REQUIREMENTS
A: In the Perl regular expressions text, rewrite the part that begins at "From AJS.COM" and stops after "of in-game items.", putting "Python" wherever "Lua" appears.
B: Copy the lines of the data records verbatim, starting at the line that contains "Please locate every lock" and ending after the line that contains "[[0, 3, 656, 667]]".

SOURCE EXCERPT
>> Begin

Writing simple parsers using Perl regular expressions

From AJS.COM

Jump to: navigation, search

Perl regular expressions are very powerful, and capable of performing most of the simple tasks that a traditional parser (such as yacc or bison) would be used for. This article will go over some of the modern techniques for using Perl in this way. We'll focus on an example from the real world, a log file written by a video game (World of Warcraft) that has a complex format (it's actually code in a scripting language called Lua), and must be parsed in order to extract data about the price of in-game items.

>> End

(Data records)
>> Begin

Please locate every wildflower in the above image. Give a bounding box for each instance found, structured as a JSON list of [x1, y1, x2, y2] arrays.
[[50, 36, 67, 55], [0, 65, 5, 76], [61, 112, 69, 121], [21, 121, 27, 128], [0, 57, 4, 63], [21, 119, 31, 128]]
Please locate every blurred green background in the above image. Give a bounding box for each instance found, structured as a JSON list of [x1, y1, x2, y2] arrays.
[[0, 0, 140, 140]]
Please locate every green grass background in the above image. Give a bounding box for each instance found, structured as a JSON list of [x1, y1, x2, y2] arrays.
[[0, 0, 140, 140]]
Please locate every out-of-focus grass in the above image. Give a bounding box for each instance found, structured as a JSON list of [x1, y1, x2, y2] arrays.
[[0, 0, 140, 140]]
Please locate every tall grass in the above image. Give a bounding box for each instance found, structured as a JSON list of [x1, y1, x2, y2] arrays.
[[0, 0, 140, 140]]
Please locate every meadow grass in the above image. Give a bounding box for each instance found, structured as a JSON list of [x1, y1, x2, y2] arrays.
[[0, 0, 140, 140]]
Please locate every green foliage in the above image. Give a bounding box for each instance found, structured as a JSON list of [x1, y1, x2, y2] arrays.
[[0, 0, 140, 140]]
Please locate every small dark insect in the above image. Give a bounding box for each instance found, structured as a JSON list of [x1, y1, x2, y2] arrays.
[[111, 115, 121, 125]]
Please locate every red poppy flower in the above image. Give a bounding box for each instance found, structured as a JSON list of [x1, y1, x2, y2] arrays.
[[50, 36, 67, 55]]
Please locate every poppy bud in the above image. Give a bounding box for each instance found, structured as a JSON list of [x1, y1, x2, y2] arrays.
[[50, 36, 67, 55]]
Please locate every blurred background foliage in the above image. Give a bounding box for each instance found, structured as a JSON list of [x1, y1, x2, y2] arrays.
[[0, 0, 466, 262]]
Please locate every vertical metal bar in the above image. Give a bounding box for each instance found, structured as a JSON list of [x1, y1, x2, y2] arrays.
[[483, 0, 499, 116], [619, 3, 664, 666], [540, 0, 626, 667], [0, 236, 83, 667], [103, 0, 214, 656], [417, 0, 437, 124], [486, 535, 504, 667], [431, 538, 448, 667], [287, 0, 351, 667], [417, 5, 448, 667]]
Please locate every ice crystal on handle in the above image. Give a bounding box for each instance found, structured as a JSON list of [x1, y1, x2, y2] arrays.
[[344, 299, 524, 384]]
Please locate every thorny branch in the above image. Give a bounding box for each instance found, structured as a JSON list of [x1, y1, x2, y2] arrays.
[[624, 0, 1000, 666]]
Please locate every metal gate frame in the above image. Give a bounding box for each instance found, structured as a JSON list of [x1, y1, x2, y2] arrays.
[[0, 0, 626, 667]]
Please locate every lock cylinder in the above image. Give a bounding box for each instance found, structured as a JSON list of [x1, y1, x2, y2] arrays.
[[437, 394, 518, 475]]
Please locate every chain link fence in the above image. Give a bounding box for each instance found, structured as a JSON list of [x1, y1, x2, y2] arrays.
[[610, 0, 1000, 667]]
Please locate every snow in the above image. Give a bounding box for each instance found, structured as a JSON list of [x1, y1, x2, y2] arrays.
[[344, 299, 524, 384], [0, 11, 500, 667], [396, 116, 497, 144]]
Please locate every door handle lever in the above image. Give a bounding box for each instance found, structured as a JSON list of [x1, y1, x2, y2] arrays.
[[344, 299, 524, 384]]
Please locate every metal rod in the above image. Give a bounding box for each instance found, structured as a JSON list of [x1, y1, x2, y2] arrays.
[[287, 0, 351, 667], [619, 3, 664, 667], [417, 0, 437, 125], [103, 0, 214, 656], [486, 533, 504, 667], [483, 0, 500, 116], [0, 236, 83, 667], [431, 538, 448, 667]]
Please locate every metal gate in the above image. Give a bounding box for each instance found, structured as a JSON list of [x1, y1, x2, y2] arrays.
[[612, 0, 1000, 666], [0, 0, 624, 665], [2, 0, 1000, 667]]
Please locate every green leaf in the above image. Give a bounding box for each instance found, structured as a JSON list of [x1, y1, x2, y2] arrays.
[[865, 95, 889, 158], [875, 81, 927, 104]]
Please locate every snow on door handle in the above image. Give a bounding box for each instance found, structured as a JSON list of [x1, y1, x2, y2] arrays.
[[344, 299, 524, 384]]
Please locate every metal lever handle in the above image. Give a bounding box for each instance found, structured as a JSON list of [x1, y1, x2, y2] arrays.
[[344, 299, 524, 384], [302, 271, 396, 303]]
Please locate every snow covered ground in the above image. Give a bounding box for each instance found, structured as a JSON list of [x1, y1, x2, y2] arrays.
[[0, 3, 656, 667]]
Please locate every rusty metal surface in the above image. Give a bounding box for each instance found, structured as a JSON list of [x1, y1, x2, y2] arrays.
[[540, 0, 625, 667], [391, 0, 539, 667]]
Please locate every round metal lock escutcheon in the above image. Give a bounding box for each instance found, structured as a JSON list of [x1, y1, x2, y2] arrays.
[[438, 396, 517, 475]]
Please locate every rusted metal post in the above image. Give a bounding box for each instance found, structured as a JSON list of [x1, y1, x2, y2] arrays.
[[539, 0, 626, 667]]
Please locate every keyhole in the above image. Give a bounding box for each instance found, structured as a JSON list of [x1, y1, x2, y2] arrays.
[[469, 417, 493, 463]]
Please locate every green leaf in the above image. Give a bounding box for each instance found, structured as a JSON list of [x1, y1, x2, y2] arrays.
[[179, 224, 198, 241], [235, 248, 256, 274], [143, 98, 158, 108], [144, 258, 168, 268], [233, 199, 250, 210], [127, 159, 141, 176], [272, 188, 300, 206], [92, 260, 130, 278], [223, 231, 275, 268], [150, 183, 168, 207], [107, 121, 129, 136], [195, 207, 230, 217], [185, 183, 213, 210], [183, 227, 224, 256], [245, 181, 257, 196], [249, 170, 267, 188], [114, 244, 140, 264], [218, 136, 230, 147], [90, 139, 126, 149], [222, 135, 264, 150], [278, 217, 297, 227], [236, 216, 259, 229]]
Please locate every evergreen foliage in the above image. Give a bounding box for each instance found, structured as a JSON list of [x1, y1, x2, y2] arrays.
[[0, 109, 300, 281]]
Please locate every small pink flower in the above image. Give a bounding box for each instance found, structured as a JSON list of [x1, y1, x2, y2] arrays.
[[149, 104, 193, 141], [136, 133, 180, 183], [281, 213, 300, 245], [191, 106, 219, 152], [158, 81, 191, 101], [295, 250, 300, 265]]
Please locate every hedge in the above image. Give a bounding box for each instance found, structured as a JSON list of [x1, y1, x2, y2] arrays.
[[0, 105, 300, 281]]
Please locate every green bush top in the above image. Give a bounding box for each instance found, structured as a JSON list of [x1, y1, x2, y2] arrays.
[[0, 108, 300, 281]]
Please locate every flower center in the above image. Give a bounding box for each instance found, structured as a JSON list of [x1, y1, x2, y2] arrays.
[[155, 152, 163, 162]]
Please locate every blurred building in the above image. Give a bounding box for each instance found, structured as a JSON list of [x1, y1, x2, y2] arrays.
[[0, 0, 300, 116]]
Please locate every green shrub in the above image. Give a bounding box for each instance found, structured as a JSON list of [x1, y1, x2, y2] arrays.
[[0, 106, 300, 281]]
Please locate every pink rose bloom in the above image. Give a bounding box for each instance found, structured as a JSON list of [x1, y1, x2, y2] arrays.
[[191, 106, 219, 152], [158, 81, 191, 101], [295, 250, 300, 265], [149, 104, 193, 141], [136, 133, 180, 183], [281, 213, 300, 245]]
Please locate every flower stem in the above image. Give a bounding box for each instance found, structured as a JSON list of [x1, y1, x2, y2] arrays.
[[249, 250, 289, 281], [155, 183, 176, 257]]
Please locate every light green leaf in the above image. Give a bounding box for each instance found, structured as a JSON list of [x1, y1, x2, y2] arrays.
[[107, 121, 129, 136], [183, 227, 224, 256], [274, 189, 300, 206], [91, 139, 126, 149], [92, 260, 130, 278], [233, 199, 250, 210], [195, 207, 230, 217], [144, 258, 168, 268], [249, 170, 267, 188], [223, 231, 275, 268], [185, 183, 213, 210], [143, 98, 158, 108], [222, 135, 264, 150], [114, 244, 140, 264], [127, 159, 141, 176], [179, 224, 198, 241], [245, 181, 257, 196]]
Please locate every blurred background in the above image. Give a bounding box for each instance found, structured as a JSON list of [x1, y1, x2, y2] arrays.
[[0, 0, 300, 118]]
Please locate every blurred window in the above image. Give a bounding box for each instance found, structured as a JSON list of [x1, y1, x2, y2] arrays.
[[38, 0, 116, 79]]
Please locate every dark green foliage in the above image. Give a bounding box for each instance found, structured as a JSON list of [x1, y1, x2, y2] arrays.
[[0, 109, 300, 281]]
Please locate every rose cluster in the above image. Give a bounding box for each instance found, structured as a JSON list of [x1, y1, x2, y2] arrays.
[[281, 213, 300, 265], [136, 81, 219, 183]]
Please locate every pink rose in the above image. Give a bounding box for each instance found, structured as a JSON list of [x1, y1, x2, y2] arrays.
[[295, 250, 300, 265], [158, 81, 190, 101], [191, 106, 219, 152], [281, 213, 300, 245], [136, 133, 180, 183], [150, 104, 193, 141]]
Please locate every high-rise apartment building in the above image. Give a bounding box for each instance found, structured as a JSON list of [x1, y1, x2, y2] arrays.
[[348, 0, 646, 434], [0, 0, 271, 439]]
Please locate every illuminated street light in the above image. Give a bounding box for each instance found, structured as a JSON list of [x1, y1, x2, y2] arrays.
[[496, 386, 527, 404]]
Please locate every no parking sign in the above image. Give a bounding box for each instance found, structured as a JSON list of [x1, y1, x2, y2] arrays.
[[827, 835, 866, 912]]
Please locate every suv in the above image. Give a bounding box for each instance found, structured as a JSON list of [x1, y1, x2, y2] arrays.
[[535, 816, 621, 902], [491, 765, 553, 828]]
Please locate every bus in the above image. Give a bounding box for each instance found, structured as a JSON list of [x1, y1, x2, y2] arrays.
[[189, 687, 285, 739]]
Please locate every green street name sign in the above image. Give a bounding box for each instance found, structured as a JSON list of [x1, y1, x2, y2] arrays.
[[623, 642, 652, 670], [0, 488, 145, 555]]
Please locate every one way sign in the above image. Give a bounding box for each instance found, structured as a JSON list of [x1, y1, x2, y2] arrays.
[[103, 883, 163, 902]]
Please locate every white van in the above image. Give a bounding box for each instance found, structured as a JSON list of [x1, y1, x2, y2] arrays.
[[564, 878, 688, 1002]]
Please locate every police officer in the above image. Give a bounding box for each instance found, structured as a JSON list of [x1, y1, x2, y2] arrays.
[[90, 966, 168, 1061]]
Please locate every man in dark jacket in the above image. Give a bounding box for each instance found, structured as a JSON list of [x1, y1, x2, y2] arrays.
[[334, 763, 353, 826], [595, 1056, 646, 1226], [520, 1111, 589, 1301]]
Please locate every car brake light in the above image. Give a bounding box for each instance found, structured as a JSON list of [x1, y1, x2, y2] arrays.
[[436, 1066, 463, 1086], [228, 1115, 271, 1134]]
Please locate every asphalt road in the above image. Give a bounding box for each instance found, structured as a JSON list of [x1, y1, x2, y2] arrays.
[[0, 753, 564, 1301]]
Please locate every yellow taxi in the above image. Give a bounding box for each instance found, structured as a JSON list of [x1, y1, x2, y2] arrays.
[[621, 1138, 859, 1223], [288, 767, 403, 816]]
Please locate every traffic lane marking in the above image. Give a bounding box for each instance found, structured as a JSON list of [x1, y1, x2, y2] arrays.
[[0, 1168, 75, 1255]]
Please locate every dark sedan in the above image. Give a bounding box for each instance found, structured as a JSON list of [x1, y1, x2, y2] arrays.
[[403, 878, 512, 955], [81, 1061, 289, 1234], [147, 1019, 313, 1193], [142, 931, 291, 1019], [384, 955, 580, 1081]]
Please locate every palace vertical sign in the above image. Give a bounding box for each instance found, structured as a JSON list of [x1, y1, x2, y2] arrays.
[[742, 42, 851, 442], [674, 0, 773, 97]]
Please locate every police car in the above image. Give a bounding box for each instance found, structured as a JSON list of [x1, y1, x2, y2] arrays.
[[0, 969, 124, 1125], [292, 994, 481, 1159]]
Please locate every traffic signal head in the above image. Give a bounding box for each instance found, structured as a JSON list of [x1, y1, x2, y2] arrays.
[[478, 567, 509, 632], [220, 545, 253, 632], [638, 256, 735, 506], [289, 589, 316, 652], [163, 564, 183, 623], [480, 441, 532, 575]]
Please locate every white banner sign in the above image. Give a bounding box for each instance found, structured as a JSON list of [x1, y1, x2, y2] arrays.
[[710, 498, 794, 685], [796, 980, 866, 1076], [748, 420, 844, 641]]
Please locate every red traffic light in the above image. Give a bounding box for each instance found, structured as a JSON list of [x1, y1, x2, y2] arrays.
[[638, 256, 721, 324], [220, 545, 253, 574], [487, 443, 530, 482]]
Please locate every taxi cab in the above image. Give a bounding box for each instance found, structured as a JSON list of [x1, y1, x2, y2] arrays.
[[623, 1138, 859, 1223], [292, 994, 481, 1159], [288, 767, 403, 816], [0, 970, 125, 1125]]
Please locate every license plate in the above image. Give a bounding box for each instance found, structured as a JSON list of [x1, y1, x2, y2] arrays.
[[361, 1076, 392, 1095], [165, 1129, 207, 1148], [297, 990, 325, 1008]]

>> End

SOLUTIONS PER TASK
A:
From AJS.COM

Jump to: navigation, search

Perl regular expressions are very powerful, and capable of performing most of the simple tasks that a traditional parser (such as yacc or bison) would be used for. This article will go over some of the modern techniques for using Perl in this way. We'll focus on an example from the real world, a log file written by a video game (World of Warcraft) that has a complex format (it's actually code in a scripting language called Python), and must be parsed in order to extract data about the price of in-game items.

B:
Please locate every lock cylinder in the above image. Give a bounding box for each instance found, structured as a JSON list of [x1, y1, x2, y2] arrays.
[[437, 394, 518, 475]]
Please locate every chain link fence in the above image. Give a bounding box for each instance found, structured as a JSON list of [x1, y1, x2, y2] arrays.
[[610, 0, 1000, 667]]
Please locate every snow in the above image. Give a bounding box for each instance found, structured as a JSON list of [x1, y1, x2, y2] arrays.
[[344, 299, 524, 384], [0, 11, 500, 667], [396, 116, 497, 144]]
Please locate every door handle lever in the above image. Give a bounding box for each instance found, structured as a JSON list of [x1, y1, x2, y2] arrays.
[[344, 299, 524, 384]]
Please locate every metal rod in the above image. Give a bounding box for each instance found, structured as a JSON list of [x1, y1, x2, y2] arrays.
[[287, 0, 351, 667], [619, 3, 664, 667], [417, 0, 437, 125], [103, 0, 214, 656], [486, 533, 504, 667], [483, 0, 500, 116], [0, 236, 83, 667], [431, 538, 448, 667]]
Please locate every metal gate in the above image. Give a bounding box for each instance found, structured as a JSON list of [x1, y1, x2, y2] arrays.
[[612, 0, 1000, 666], [0, 0, 624, 665], [2, 0, 1000, 667]]
Please locate every green leaf in the above image. Give a bounding box for each instance found, structured as a JSON list of [x1, y1, x2, y2] arrays.
[[865, 95, 889, 158], [875, 81, 927, 104]]
Please locate every snow on door handle in the above image. Give a bounding box for each instance found, structured as a JSON list of [x1, y1, x2, y2] arrays.
[[344, 299, 524, 384]]
Please locate every metal lever handle in the above image. Give a bounding box for each instance found, structured as a JSON list of [x1, y1, x2, y2] arrays.
[[344, 299, 524, 384], [302, 271, 396, 303]]
Please locate every snow covered ground in the above image. Give a bounding box for each instance found, structured as a JSON list of [x1, y1, x2, y2] arrays.
[[0, 3, 656, 667]]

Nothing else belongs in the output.